PROBLEM
Only an exact copy of the lines beginning at the one that contains "Put one marker on each instance of the brick" and ending at the last line of the records below counts as the answer.

DATA FOR PROCESSING
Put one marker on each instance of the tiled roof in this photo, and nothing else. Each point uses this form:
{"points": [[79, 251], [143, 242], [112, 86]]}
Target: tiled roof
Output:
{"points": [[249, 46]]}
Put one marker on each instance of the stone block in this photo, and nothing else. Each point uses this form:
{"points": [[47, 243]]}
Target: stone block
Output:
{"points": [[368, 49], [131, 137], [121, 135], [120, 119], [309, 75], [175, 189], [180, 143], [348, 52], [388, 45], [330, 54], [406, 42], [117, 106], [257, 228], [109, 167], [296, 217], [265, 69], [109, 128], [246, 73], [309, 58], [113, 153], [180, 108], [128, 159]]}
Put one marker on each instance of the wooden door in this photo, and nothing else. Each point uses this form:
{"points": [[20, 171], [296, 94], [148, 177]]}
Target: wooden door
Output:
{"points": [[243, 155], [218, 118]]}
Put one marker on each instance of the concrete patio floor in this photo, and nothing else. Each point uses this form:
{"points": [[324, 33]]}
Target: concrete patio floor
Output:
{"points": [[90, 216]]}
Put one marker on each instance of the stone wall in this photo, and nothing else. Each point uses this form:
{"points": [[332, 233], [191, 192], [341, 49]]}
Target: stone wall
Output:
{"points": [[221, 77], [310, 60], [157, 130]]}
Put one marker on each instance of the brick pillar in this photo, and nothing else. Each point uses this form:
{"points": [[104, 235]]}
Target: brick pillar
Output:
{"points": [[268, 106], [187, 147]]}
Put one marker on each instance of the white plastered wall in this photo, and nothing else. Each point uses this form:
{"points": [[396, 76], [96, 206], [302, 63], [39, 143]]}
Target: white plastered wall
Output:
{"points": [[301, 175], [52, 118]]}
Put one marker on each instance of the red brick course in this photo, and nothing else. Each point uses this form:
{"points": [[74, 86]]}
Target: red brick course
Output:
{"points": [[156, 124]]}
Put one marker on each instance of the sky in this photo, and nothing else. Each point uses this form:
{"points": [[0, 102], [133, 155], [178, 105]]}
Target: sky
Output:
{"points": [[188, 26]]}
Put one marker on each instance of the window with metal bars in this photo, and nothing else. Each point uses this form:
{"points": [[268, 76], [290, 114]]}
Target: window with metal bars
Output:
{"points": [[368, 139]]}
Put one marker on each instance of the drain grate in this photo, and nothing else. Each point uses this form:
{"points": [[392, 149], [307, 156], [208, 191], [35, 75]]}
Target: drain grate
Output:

EXERCISE OUTPUT
Put one marker on each instance of the brick pillar in this photo, and nothing else. Each point uses this form:
{"points": [[104, 235]]}
Target: brick pillar
Output:
{"points": [[268, 106], [187, 147]]}
Put one marker on each instance of the white plastered wall in this photo, and nothing else. Each point uses this form:
{"points": [[396, 76], [96, 206], [302, 63], [39, 143]]}
Target: white plastered wall
Output:
{"points": [[301, 175], [52, 118]]}
Put one marker on each instance of the red brick course in this photo, and nothing else. Each point uses this form:
{"points": [[74, 86]]}
Target: red brick course
Output:
{"points": [[156, 124]]}
Put one marker on each instance of the sky in this photo, and nothing else. Each point uses this form:
{"points": [[0, 102], [133, 155], [178, 105]]}
Target: sky
Output:
{"points": [[188, 26]]}
Put one marker on each instance of the window with metal bars in this photo, and nothing else. Each point uses this form:
{"points": [[268, 76], [290, 114]]}
Target: window with metal bars
Output:
{"points": [[368, 139]]}
Put one marker on each instance of the drain grate in this photo, and nothing else. Each point uses this form:
{"points": [[392, 149], [307, 156], [208, 191], [35, 75]]}
Target: drain grate
Output:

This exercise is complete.